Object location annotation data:
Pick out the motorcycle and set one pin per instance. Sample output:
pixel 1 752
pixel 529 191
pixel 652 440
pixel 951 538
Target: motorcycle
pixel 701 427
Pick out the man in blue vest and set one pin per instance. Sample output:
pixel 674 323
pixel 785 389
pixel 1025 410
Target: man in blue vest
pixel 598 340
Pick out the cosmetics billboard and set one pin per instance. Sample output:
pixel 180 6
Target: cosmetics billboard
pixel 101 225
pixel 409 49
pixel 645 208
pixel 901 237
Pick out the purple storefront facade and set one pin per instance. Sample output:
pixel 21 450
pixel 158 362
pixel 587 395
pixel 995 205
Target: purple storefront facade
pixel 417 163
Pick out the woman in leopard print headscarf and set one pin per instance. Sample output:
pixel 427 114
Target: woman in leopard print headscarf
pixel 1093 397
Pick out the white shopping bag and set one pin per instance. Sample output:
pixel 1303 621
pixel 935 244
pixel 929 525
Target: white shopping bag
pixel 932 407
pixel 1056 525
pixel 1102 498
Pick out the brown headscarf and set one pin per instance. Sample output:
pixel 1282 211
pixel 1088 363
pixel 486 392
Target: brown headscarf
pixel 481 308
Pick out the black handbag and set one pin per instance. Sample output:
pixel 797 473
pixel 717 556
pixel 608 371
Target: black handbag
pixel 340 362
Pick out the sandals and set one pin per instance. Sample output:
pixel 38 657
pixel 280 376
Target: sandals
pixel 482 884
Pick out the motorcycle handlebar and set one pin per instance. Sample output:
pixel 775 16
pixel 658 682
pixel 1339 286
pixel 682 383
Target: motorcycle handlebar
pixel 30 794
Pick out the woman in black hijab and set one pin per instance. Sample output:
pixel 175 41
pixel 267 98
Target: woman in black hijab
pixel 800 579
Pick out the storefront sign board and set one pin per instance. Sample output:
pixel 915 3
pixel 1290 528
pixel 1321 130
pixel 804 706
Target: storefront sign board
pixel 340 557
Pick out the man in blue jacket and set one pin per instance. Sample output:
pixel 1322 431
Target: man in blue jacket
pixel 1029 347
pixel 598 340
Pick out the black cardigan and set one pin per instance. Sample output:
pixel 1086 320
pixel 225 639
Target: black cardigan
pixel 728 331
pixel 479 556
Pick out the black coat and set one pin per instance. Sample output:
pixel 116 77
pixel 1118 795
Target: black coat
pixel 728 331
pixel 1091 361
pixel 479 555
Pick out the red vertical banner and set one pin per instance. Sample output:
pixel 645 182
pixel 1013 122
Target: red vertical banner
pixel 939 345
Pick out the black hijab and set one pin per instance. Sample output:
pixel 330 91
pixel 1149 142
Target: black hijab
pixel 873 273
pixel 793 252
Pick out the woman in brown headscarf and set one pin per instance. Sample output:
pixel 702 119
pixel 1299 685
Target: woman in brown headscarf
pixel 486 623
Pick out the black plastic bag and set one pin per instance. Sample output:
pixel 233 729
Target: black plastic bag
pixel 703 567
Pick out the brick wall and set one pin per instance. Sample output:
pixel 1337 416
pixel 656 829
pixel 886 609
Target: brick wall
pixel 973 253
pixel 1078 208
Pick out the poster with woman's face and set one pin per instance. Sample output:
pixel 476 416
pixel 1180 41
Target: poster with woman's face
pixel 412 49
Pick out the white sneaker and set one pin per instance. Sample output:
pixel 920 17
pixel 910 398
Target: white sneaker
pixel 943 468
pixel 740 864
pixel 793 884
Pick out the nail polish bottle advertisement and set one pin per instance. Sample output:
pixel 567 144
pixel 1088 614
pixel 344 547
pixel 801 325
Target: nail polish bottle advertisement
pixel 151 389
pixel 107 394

**EXERCISE INSTRUCTIONS**
Substitute "Example output" for "Sample output" in the items, starting at the line containing "Pick out the motorcycle handlebar" and ending at the line containing "pixel 412 49", with everything else unchanged. Write out only those lines.

**TASK RESPONSE**
Pick out the motorcycle handlebar and set one pin per instance. Example output:
pixel 775 16
pixel 658 682
pixel 1339 286
pixel 682 383
Target: motorcycle handlebar
pixel 30 794
Pick out the woman in black hijab and set one pin per instance. Example output:
pixel 175 41
pixel 267 98
Target: woman in black hijab
pixel 800 579
Pick out the storefront sign board and set one pin per instance. Example output:
pixel 915 3
pixel 1290 528
pixel 1321 130
pixel 804 706
Target: storefront sign board
pixel 340 557
Pick out the man in blue jacket and set one pin per instance. Example output:
pixel 1322 431
Target: man in blue jacket
pixel 1029 347
pixel 598 340
Pick out the black cardigan and set one pin per instance. Example output:
pixel 1086 320
pixel 225 639
Target: black cardigan
pixel 728 331
pixel 479 556
Pick out the black coat and set one pin per instance. Example output:
pixel 116 77
pixel 1118 795
Target: black coat
pixel 728 331
pixel 1091 361
pixel 479 555
Pick out the red vertical banner and set one pin per instance. Example output:
pixel 645 182
pixel 1013 122
Target: red vertical banner
pixel 939 345
Pick out the black hijab and set one pin per instance. Example output:
pixel 330 91
pixel 1149 142
Target: black hijab
pixel 873 273
pixel 793 252
Pick out the woman in brown headscarf and set one pin per instance. Example output:
pixel 702 119
pixel 1299 685
Target: woman in brown headscarf
pixel 486 623
Pick out the black plastic bag and set one pin per instance. Example output:
pixel 233 729
Target: black plastic bag
pixel 703 567
Pick out the brick wall and set one pin per instance. Example output:
pixel 1337 416
pixel 656 829
pixel 886 609
Target: brick wall
pixel 973 253
pixel 1078 208
Pick out the poster with woman's face and set one pin per instance. Example output:
pixel 476 416
pixel 1180 41
Target: poster with woman's face
pixel 412 49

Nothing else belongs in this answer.